> _TAREFA 1_
Segundo o texto fornecido, qual é o nome do protagonista do livro?

> _TEXTO FORNECIDO_
━━━

É
uma equação esdrúxula, mas a melhor forma de resumir o Norman Rush para mim é
David Foster Wallace + formação clássica + Dostoievski. Esdrúxula, como toda
equação que trata de literatura, e também por tomar como base interpretativa um
autor que é mais jovem do que o discutido, mas ela ajuda a entender um pouco do
fascínio que o livro alcança.
Ele
é David Foster Wallace no ímpeto que também tem de fazer um relato preciso dos
movimentos de consciência de um personagem. Se a defesa clássica da prosa de
ficção sobre outros meios mais rápidos de transmissão de narrativas (cinema,
quadrinhos, etc) é que apenas ela tem o poder de naturalizar a consciência de
outra pessoa, colocando os pensamentos em meio à ação sem sobrepesar o
andamento da história, o Norman Rush sem dúvida seria um dos cúmulos desse
aspecto supostamente intrínseco à nossa desvalorizada arte. Tudo que ocorre no
livro é mediado (e por vezes interrompido em sua continuação) pela consciência
meticulosa e obsessiva do protagonista, a ponto de que os acontecimentos (que
são até bastante dramáticos e envolventes) parecem que são apenas o
acompanhamento do principal que é a subjetividade do personagem e sua
capacidade reflexiva.
Por mais inteiros que pareçamos por fora (em
geral para pessoas que não nos conhecem bem), somos frequentemente uma bagunça
por dentro, e mesmo as nossas certezas mais aparentemente sólidas são
alcançadas por contradições rapidamente resolvidas intra-cranianamente na
medida em que nos deparamos com novas informações. Nossos raciocínios não
alcançam as conclusões com as quais vivemos e agimos na vida de maneira
imediata, e mesmo essas conclusões que parecem sólidas feito pedra desaparecem até
mesmo sendo substituídas pelo seu oposto ante uma situação nova: a máxima clássica
de que o personagem bem-feito é aquele capaz de surpreender o leitor é apenas
xerox da realidade que somos capazes de surpreender a nós mesmos com nossas próprias
reações. Um trauma superado ressurge como se estivéssemos na estaca zero, nos
vemos mais covardes (ou quem sabe mais corajosos) do que esperávamos em certo
momento urgente, somos incapazes de seguir com planos a princípio perfeitamente
traçados.
O
raciocínio de Ray Finch, protagonista do livro, é construído aos olhos do
leitor como num programa de tutorial de como-se-faz, como-se-é-humano, numa
naturalidade que o que termina por surpreender é como isso figura como
surpreendente, estranho sendo que os outros livros não sejam assim. Um exemplo
micro disso é o momento em que ele está diante do novo chefe babaca dele,
sintetizado na frase “He hated Boyle, but not really”; os manuais de
como-fazer-literatura provavelmente corrigiriam isto por algo do tipo “ele
quase odiava Boyle”; aparentemente muito melhor que duas formulações em que a
segunda efetivamente corrige a primeira. Uma construção o mais precisa possível
a princípio seria melhor do que duas em luta, mas não é apenas o efeito (de
consciência) que é valoroso, sua cópia de como funciona a cabeça de uma pessoa:
o conteúdo resultante é também diferente. Naquele centésimo-de-segundo antes de
vir o próximo pensamento, o protagonista estava realmente com aquela conclusão
a respeito de seu chefe. O livro é inteiro assim (geralmente em frases bem mais
alongadas), feito de percepções que se acumulam e se substituem sem nunca
ficarem confusas, e sim uma precisão ao mesmo tempo absoluta e borrada, criando
uma proximidade quase estranha com a realidade.

━━━

Registros de uma fonte de dados:
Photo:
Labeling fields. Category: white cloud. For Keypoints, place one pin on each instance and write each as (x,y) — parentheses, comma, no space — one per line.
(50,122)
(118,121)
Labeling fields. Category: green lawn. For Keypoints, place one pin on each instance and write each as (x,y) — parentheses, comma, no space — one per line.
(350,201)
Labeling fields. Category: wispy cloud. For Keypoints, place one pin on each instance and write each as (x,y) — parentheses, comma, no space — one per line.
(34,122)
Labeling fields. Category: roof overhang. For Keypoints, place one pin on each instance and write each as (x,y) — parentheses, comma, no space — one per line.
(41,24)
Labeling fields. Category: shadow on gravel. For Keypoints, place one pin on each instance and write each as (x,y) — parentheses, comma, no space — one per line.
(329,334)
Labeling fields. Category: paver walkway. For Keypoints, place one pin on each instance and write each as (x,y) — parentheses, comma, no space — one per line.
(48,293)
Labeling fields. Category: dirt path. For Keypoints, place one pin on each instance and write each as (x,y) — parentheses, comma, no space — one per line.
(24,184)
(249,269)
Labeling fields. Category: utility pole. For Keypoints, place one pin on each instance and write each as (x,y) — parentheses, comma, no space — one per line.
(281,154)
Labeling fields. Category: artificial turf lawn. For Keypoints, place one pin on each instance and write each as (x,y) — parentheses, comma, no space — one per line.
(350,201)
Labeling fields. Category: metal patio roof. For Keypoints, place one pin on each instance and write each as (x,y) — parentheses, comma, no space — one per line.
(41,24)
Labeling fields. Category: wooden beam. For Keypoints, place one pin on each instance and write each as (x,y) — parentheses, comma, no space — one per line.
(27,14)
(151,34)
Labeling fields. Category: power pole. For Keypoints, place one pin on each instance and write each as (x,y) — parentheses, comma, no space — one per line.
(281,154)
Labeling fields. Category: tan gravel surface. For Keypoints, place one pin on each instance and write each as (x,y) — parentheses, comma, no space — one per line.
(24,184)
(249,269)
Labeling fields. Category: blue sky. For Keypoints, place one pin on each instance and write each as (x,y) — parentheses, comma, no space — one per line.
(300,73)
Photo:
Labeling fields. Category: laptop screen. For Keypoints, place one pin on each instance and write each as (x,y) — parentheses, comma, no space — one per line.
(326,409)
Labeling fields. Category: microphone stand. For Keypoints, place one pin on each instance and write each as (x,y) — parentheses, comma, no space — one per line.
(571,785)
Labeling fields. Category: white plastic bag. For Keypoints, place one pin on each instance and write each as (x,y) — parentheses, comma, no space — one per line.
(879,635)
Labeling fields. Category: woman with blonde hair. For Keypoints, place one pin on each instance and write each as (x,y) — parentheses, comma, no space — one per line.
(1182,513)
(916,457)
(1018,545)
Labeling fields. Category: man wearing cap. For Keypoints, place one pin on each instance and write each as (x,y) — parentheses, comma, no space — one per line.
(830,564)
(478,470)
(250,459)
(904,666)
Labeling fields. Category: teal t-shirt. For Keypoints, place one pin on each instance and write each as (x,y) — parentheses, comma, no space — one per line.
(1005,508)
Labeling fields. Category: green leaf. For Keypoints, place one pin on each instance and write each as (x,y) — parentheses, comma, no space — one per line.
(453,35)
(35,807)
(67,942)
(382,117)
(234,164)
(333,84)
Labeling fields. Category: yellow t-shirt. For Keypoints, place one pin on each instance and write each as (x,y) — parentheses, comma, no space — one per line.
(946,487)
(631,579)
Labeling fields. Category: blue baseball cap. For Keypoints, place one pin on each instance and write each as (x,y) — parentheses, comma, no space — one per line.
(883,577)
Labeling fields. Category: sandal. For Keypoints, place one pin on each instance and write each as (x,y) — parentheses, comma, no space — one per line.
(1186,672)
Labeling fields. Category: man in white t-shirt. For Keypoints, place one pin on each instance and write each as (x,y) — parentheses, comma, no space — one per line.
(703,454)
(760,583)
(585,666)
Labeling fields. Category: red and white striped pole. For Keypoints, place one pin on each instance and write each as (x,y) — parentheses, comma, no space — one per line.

━━━

> _TAREFA 2_
Extraia dos registros cada linha que tenha a palavra "white", diferenciando maiúsculas de minúsculas.

> _RESPOSTA COMPLETA 1_
Ray Finch.

> _RESPOSTA COMPLETA 2_
Labeling fields. Category: white cloud. For Keypoints, place one pin on each instance and write each as (x,y) — parentheses, comma, no space — one per line.
Labeling fields. Category: white plastic bag. For Keypoints, place one pin on each instance and write each as (x,y) — parentheses, comma, no space — one per line.
Labeling fields. Category: man in white t-shirt. For Keypoints, place one pin on each instance and write each as (x,y) — parentheses, comma, no space — one per line.
Labeling fields. Category: red and white striped pole. For Keypoints, place one pin on each instance and write each as (x,y) — parentheses, comma, no space — one per line.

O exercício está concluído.